▸ **EXERCISE GOAL**: Reproduce every line of the items from the line containing "vegetation? Mark that spot." through the end of the items, requests included. Multiply each coordinate in the answers by 1.3 and round it to a whole number, with halves rounded up.

[Dataset rows showing where objects appear]
━━━━━━━━━━━━━━━━━━━━━━━━━━━━━━
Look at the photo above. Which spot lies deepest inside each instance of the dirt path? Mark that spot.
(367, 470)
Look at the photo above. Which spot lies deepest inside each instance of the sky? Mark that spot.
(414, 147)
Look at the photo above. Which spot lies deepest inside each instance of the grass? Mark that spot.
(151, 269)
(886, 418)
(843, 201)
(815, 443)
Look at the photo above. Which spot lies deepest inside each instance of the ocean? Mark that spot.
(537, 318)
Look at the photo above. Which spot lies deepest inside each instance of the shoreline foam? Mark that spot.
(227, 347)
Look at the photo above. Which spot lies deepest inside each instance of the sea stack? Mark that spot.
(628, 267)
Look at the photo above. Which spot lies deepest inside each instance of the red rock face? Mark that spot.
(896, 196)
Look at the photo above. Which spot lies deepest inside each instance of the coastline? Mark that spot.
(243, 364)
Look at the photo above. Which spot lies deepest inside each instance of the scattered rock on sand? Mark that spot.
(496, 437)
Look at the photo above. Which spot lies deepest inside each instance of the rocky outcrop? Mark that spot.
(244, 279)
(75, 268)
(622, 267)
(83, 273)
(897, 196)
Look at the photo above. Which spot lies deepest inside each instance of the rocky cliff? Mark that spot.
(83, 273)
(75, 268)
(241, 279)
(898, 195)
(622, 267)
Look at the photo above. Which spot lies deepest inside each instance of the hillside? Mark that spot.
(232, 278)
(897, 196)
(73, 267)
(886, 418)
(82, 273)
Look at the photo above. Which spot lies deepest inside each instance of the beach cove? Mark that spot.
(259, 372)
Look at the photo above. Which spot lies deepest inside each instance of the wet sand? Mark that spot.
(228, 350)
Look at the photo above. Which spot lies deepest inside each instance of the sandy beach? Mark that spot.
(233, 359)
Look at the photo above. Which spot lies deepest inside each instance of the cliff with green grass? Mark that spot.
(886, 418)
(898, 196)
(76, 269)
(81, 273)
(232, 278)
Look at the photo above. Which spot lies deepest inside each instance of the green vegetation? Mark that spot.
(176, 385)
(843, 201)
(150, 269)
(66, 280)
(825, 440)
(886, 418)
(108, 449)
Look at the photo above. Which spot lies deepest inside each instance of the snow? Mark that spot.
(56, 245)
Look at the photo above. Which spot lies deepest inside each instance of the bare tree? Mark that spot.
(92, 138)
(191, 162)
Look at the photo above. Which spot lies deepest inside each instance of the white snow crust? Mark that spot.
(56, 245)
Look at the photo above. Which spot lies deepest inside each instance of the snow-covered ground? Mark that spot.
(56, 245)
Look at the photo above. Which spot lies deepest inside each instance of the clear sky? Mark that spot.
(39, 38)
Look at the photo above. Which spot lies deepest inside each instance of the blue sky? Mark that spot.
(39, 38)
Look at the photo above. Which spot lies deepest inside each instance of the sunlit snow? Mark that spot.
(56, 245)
━━━━━━━━━━━━━━━━━━━━━━━━━━━━━━
▸ **ANSWER TO THIS PROBLEM**:
Look at the photo above. Which spot lies deepest inside each instance of the green vegetation? Mark that spot.
(229, 501)
(1096, 261)
(195, 350)
(86, 364)
(1073, 572)
(1152, 543)
(140, 584)
Look at the photo above. Which spot lies deepest inside each instance of the snow? Mark that spot.
(73, 319)
Look at the photo above. Which spot lies deepest inside each instance of the bare tree? Mark that spot.
(120, 179)
(248, 211)
Look at the photo above. Which spot lies deepest inside each instance of the white snow crust? Mark that spot.
(73, 319)
Look at the photo above. Which spot lies deepest inside each instance of the snow-covered ground? Mark that spot.
(73, 319)
Look at the photo above. Which spot lies deepest inside each instance of the clear sky? Mark that spot.
(51, 49)
Look at the photo above. Which spot lies deepest inside each instance of the blue sky? Mark that spot.
(51, 49)
Look at the photo above. Which spot lies deepest inside each instance of the sunlit snow? Mark that spot.
(73, 319)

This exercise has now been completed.